[Cuplikan Halaman]
Baca berita dengan sedikit iklan, klik di sini

Arsip

Bergebu Konsep Menuju Senayan

Sejumlah ekonom kini menjadi anggota DPR. Inilah beberapa konsep pembangunan ekonomi yang mereka tawarkan.

4 Oktober 2004 | 00.00 WIB

Image of Tempo
Perbesar

Baca berita dengan sedikit iklan, klik di sini

MUNGKIN tak puas cuma berteriak-teriak dari luar, para ekonom kini ramai-ramai masuk DPR. Pemilihan umum legislatif yang lalu memang berhasil meloloskan beberapa ahli ekonomi menjadi wakil rakyat. Sejumlah ekonom yang punya nama beken—bahkan yang kurang terkenal pun—kini berkantor di Senayan.

Komisi Keuangan dan Perbankan tampaknya bakal menjadi arena panas pertarungan gagasan. Di sanalah para ekonom itu rata-rata akan bertugas. Partai Amanat Nasional (PAN), yang meloloskan empat ekonomnya, akan menempatkan keempatnya di komisi itu. ”Kami mungkin akan dominan di sana,” kata Dradjad Wibowo, ekonom PAN, sambil tertawa.

[Data Tercatat]
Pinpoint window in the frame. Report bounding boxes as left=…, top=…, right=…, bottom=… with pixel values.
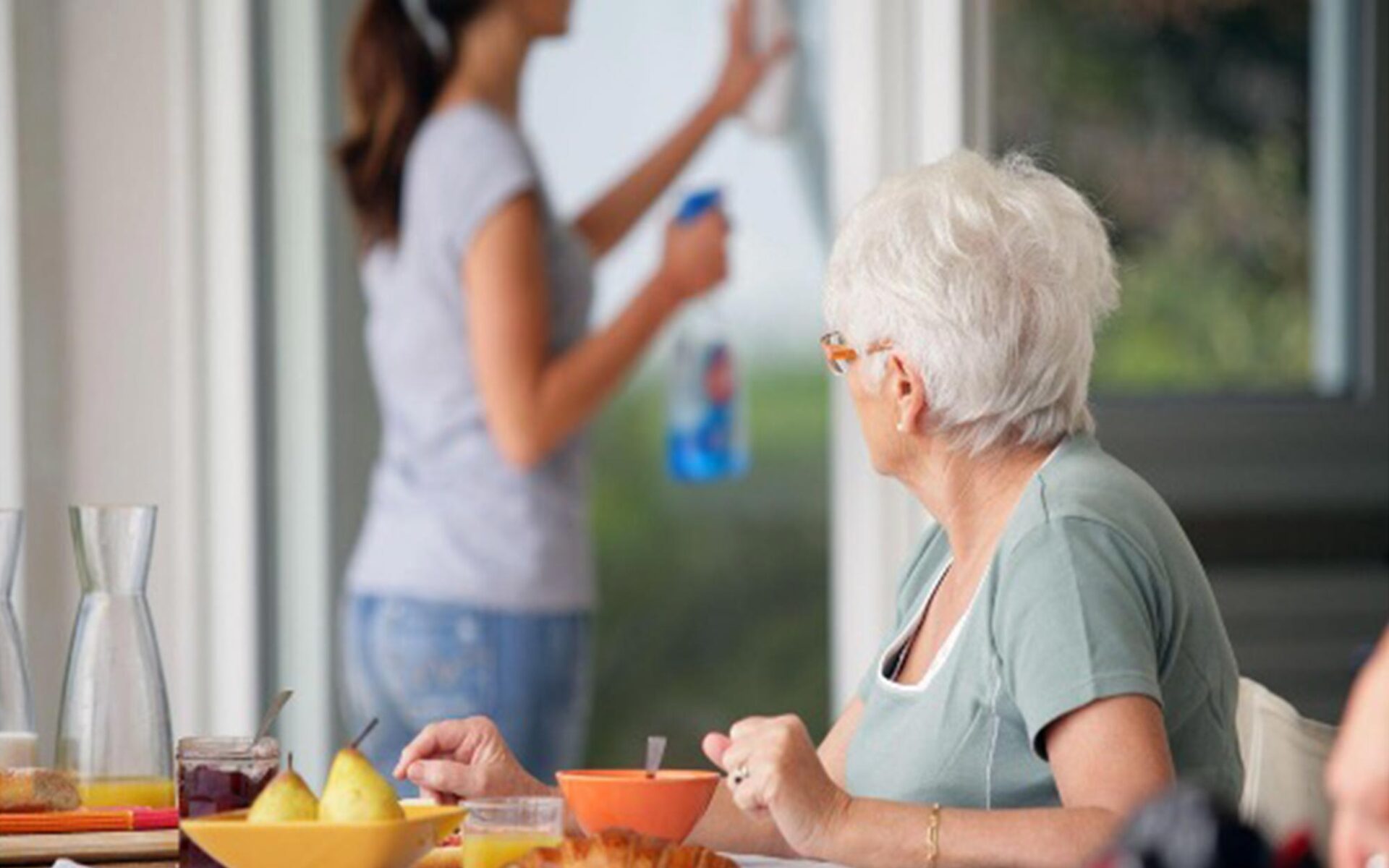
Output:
left=993, top=0, right=1356, bottom=396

[Tugas 1]
Jawablah pertanyaan berikut berdasarkan artikel tentang para ekonom yang masuk DPR.
(a) Pada tanggal berapa artikel tersebut diterbitkan?
(b) Partai mana yang meloloskan empat ekonomnya?
(c) Siapa yang mengucapkan kalimat ”Kami mungkin akan dominan di sana”?
[Tugas 2]
Sebutkan semua lembaga atau organisasi yang disebut dalam dua paragraf isi artikel tentang para ekonom yang masuk DPR, yakni paragraf yang diawali "MUNGKIN tak puas" dan "Komisi Keuangan dan Perbankan".
[Tugas 3]
Teruskan artikel tentang para ekonom yang masuk DPR, dimulai setelah kalimat terakhir yang tercantum.

[Jawaban Benar 1]
(a) 4 Oktober 2004
(b) Partai Amanat Nasional (PAN)
(c) Dradjad Wibowo

[Jawaban Benar 2]
- DPR
- Komisi Keuangan dan Perbankan
- Partai Amanat Nasional (PAN)

[Jawaban Benar 3]
Anggota PAN yang lain di komisi itu adalah Didik Rachbini, Marwoto Mitrohardjono (doktor ahli pajak), dan bekas Menteri Keuangan Fuad Bawazier. Patut pula diperhitungkan Zulkieflimansyah, 32 tahun, ahli ekonomi andalan Partai Keadilan Sejahtera (PKS). Di partai, ia menempati posisi Ketua Departemen Kebijakan Ekonomi.

Setelah ia terpilih sebagai wakil rakyat dari Provinsi Banten, PKS menempatkannya di Komisi Keuangan dan Perbankan. Namun, sebagai ekonom, nama Zul sebetulnya belum terlalu ”bunyi”. Buah pikiran dan pendapatnya mengenai berbagai persoalan ekonomi belum banyak terdengar. Selain mengajar dan melakukan riset, ia memang relatif jarang muncul di depan publik.

Maka, berkiprah di Komisi Keuangan dan Perbankan DPR akan menjadi kesempatan emas merengkuh jam terbang. Berbekal riset-riset yang dilakukannya dan ilmu dari program doktor yang ditempuhnya di Glasgow University, Inggris, Zul punya modal lebih dari cukup untuk tampil di Senayan.

Tak cuma memperkuat fungsi kontrol DPR, Zul mengaku ingin mendorong pemerintah membangun industri yang kuat. Ia berharap lima tahun mendatang akan menjadi tahap meletakkan fondasi kebijakan baru merevitalisasi industri manufaktur. Berulang-ulang ia menyatakan pentingnya industri yang kuat untuk kemandirian ekonomi bangsa.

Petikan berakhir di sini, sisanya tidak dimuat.